--- Start ---

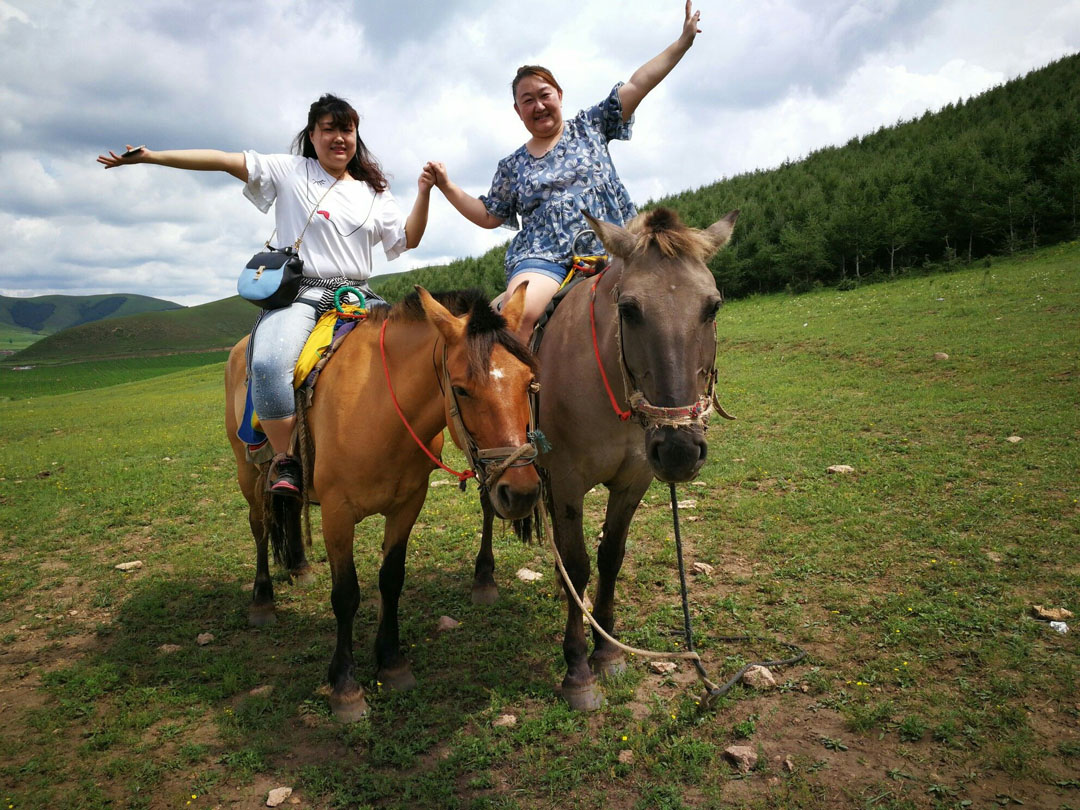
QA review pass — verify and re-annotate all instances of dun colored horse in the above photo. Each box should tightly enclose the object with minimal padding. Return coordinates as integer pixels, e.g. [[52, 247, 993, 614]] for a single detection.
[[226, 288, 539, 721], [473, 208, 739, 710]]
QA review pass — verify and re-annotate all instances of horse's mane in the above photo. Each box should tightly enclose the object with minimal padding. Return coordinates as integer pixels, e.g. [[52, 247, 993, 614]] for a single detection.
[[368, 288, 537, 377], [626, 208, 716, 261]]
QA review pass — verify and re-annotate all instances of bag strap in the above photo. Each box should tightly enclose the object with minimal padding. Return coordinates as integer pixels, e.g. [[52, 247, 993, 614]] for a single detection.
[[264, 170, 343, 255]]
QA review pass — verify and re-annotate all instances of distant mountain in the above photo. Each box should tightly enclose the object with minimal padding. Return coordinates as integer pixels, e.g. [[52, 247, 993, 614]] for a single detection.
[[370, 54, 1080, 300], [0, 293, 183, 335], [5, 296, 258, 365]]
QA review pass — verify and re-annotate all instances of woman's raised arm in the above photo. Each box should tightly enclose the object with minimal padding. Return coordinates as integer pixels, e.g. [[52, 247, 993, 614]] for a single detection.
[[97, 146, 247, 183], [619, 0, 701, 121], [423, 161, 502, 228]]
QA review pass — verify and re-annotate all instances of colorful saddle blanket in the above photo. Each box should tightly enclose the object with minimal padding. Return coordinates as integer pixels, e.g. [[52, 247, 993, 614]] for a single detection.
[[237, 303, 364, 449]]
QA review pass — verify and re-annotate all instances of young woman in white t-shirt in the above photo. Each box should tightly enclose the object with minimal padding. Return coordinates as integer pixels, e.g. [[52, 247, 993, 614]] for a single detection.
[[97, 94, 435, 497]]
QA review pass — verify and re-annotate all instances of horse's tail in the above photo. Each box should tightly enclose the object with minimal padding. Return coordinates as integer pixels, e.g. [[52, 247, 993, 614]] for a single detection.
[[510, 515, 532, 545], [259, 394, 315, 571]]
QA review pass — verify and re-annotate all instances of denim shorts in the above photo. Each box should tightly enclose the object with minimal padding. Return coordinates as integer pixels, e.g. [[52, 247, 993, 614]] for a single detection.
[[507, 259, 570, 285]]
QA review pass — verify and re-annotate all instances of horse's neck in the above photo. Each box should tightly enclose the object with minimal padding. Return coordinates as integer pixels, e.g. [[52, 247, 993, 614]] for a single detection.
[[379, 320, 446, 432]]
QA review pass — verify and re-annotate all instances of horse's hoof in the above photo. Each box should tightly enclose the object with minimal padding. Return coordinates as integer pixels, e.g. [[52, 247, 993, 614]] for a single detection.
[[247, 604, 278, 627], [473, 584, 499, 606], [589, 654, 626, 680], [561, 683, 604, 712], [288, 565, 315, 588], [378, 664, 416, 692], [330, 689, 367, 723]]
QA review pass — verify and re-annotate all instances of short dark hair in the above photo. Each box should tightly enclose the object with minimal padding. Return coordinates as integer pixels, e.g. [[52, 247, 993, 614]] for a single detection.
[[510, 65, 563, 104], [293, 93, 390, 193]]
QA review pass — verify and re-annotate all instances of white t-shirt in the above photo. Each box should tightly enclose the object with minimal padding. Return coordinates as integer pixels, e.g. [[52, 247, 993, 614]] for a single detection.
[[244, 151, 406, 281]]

--- End ---
--- Start ---

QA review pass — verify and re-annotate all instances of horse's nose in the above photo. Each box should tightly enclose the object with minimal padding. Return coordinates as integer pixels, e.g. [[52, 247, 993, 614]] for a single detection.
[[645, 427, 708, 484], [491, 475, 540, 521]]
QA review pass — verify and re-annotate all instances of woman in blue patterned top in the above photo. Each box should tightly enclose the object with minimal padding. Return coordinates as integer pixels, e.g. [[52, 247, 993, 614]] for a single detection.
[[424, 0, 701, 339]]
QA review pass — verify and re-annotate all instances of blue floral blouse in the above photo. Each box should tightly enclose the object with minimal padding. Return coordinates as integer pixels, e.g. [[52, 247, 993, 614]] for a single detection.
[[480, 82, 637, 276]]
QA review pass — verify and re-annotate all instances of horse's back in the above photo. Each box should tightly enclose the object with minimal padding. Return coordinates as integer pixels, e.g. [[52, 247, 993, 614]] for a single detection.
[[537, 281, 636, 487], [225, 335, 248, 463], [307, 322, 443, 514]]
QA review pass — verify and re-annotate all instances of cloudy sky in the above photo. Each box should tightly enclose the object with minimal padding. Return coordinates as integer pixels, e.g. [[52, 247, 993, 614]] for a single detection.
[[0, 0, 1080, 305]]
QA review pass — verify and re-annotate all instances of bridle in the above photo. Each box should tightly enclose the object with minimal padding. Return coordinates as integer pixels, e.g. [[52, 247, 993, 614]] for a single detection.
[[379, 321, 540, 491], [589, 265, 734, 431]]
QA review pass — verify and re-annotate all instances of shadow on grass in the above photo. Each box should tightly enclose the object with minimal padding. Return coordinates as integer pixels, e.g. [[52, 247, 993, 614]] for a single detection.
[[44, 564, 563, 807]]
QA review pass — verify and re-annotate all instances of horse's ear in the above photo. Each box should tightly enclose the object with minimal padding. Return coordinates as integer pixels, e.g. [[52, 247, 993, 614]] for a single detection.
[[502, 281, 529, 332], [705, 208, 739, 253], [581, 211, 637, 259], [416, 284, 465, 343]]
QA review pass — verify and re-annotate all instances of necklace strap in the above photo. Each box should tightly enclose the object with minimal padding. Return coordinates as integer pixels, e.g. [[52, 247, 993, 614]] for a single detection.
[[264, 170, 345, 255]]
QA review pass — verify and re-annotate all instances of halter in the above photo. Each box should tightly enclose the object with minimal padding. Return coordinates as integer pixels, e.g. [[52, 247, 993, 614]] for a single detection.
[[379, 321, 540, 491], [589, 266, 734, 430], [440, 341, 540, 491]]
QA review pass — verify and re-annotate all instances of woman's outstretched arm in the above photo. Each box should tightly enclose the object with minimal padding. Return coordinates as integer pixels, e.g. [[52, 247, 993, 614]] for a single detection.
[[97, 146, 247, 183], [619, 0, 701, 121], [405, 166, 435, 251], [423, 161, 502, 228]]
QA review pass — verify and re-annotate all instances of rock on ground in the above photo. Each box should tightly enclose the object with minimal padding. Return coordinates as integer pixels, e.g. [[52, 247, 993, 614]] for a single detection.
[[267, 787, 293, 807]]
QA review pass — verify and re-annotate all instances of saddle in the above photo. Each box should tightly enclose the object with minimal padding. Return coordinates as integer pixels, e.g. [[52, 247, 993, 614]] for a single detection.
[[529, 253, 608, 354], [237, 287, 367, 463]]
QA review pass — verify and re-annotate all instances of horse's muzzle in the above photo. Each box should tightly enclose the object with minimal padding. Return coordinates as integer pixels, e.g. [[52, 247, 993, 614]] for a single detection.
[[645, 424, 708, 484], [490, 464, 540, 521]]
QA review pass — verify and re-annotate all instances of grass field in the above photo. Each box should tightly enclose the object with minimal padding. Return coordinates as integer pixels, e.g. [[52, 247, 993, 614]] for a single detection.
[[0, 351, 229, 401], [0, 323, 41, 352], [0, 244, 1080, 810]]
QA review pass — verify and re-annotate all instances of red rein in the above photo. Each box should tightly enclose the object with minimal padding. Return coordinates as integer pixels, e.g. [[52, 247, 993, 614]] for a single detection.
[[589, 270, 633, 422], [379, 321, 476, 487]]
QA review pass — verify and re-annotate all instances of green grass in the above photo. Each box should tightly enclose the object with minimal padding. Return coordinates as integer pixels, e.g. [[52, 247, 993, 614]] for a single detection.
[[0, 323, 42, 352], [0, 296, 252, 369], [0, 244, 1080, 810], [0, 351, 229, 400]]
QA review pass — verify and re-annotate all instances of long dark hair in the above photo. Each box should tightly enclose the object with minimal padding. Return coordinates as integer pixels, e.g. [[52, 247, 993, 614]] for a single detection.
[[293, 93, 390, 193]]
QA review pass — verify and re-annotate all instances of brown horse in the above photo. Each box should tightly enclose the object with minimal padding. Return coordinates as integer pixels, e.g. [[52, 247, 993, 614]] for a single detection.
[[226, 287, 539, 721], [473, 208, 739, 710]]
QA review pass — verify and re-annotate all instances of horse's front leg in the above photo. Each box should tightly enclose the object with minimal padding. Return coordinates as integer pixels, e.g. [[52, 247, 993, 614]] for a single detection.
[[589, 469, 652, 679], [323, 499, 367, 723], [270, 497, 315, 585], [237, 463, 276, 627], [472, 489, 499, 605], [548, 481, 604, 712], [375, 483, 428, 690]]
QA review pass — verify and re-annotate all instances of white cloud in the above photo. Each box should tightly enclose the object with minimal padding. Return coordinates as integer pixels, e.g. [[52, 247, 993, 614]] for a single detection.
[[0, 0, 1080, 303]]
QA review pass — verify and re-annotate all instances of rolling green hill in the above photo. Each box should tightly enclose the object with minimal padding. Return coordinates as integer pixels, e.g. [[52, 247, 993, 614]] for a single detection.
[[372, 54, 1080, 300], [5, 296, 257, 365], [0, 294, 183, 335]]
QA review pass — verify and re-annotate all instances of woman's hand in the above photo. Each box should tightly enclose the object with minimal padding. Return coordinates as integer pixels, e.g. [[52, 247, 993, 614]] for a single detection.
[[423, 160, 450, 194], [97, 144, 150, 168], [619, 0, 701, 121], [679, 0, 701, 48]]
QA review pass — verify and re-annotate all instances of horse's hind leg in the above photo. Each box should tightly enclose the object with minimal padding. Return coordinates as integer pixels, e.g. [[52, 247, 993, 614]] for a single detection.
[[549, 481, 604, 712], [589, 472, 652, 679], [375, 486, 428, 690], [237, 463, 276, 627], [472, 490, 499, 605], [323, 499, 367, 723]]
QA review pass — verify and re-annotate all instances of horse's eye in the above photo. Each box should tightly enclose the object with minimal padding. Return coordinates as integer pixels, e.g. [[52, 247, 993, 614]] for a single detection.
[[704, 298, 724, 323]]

--- End ---

TASK DIRECTIONS: Turn the lines of the records into a Markdown table with the columns Row and Line, beginning at the line that contains "QA review pass — verify and re-annotate all instances of dun" and stopping after the line that contains "[[226, 288, 539, 721], [473, 208, 739, 710]]". Leave out any blank lines.

WORKED ANSWER:
| Row | Line |
|---|---|
| 1 | QA review pass — verify and re-annotate all instances of dun colored horse in the above photo. Each box should tightly enclose the object with minimal padding. Return coordinates as integer pixels, e.g. [[52, 247, 993, 614]] for a single detection. |
| 2 | [[226, 288, 539, 721], [473, 208, 739, 710]] |